Wie anders als alle anderen die DVU ist, zeigt sich in dem gefaßten Beschluß. Erstens: „Ein Zentralbüro der Fraktion wird grundsätzlich abgelehnt.“ (Gegenstimme von Karl-Heinz Vorsatz) Zweitens, auf Antrag des Fraktionsgeschäftsführers: „Gewährt wird ein Sicherheitszuschlag von 20 Prozent der Diäten ab 1. 2. 1992 an jedes Fraktionsmitglied.“ Drittens: „Ab 1. 4. 1992 erhalten die Mitglieder der DVU-Fraktion, unter der Voraussetzung, daß alle Möglichkeiten über die Bürgerschaft ausgeschöpft wurden, bis zu DM 1.500,- monatlich als Zuschuß für ihre Fraktionsarbeit. Über die Verwendung der Zuschuß-Mittel ist abzurechnen.“

Alle drei Abstimmungen fielen unter einen einzigen Tagesordnungspunkt. Das war kein Zufall. Was der überstimmte Karl-Heinz Vorsatz nicht wußte, das war der perfide eingefädelte Zusammenhang zwischen Fraktionsbüro und Sicherheitszuschlag. Vor der Sitzung hatte Frey nämlich alle Fraktionsmitglieder ins Intercity-Restaurant eingeladen – alle außer Vorsatz. Und dort wurde den Parlamentariern ein Handel vorgeschlagen: Wenn sie gegen den hartnäckigen Vorsatz stimmten, dann bekämen sie als Bonbon den Sicherheitszuschlag, und das waren genau 807 Mark und 40 Pfennige, Monat für Monat. Den passenden Antrag dazu hatte der Frey-Statthalter Eggers schon in der Tasche. Der Handel klappte, die Abstimmung endete 4:1.

Vorsatz war in der Fraktion erfolgreich isoliert worden. Sein weiteres Schicksal ist bekannt. Er wollte sich nicht mit seiner Niederlage abfinden und geriet immer tiefer in den Konflikt mit seiner Fraktion, vor allem mit Marion Blohm und seinem ehemaligen Weggefährten aus der NPD, Hans-Otto Weidenbach. Zu allen politischen Differenzen warf Vorsatz Weidenbach Verrrat vor: Der sei nur noch pro forma NPD- Landesvorsitzender und in Wahrheit schon Handlanger Freys. Dabei hatte Vorsatz mit dem Bündnis DVU/NPD seinen Traum von der vereinigten Rechten verwirklicht gesehen. „Wie Geld doch korrumpieren kann“, war der Vorsatz-Kommentar zu Weidenbach gewesen. Viele alte „Kameraden“ aus der NPD hatten sich gewundert: Weidenbach war die Wohnung gekündigt worden, weil sie verkauft werden sollte, und plötzlich konnte der arbeitslose und finanziell klamme Weidenbach seine Wohnung kaufen.

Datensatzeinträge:

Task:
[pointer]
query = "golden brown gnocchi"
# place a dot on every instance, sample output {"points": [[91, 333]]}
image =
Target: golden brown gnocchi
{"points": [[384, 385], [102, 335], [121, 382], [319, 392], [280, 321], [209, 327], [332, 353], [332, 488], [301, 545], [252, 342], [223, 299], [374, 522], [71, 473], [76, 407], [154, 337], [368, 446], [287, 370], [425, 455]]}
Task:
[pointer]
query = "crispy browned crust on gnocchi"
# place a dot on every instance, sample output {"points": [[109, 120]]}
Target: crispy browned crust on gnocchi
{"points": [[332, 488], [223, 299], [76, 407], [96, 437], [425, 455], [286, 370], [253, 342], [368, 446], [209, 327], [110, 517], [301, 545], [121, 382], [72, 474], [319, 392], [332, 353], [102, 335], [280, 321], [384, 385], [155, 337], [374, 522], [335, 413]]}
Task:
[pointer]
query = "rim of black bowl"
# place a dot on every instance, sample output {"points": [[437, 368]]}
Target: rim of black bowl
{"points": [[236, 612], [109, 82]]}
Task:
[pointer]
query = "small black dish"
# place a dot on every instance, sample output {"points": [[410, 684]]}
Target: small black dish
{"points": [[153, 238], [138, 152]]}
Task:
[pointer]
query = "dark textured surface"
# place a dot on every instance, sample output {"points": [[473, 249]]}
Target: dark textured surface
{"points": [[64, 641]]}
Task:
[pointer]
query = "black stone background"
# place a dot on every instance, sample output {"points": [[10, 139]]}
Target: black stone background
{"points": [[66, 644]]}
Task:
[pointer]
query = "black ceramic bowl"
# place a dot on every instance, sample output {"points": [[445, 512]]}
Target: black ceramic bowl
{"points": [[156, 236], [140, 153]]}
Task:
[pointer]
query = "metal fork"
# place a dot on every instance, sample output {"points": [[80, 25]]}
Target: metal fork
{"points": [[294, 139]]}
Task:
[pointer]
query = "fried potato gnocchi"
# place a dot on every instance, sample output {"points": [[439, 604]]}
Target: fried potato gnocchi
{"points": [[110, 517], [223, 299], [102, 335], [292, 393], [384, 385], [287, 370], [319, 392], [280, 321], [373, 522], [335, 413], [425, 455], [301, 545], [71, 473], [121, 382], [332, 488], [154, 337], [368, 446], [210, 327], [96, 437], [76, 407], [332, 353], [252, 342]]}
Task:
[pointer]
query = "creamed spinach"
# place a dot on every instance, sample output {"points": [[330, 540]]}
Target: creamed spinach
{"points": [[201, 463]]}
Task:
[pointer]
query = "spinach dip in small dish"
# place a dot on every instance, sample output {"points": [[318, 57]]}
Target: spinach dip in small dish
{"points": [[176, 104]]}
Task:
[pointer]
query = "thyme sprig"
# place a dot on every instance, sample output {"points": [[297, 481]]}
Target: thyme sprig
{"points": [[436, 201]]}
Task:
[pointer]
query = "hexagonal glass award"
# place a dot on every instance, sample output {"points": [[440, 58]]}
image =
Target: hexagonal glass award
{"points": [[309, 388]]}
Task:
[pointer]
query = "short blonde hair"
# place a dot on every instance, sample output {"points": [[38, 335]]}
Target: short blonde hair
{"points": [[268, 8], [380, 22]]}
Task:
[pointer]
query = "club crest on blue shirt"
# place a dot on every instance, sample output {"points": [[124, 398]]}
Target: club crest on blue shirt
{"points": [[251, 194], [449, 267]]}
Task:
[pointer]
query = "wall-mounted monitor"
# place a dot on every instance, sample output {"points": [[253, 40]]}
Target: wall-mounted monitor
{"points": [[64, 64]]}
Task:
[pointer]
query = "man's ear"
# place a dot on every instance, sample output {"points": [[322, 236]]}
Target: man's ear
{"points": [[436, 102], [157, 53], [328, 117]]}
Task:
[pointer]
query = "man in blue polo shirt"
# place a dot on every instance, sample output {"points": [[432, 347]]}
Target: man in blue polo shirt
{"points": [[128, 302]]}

◆ Aufgabenstellung:
Schreib bitte aus dem Textausschnitt über die DVU-Fraktion den Teil wortgetreu ab, der mit den Worten „Alle drei Abstimmungen“ einsetzt und mit „Abstimmung endete 4:1.“ schließt.

◆ Lösung:
Alle drei Abstimmungen fielen unter einen einzigen Tagesordnungspunkt. Das war kein Zufall. Was der überstimmte Karl-Heinz Vorsatz nicht wußte, das war der perfide eingefädelte Zusammenhang zwischen Fraktionsbüro und Sicherheitszuschlag. Vor der Sitzung hatte Frey nämlich alle Fraktionsmitglieder ins Intercity-Restaurant eingeladen – alle außer Vorsatz. Und dort wurde den Parlamentariern ein Handel vorgeschlagen: Wenn sie gegen den hartnäckigen Vorsatz stimmten, dann bekämen sie als Bonbon den Sicherheitszuschlag, und das waren genau 807 Mark und 40 Pfennige, Monat für Monat. Den passenden Antrag dazu hatte der Frey-Statthalter Eggers schon in der Tasche. Der Handel klappte, die Abstimmung endete 4:1.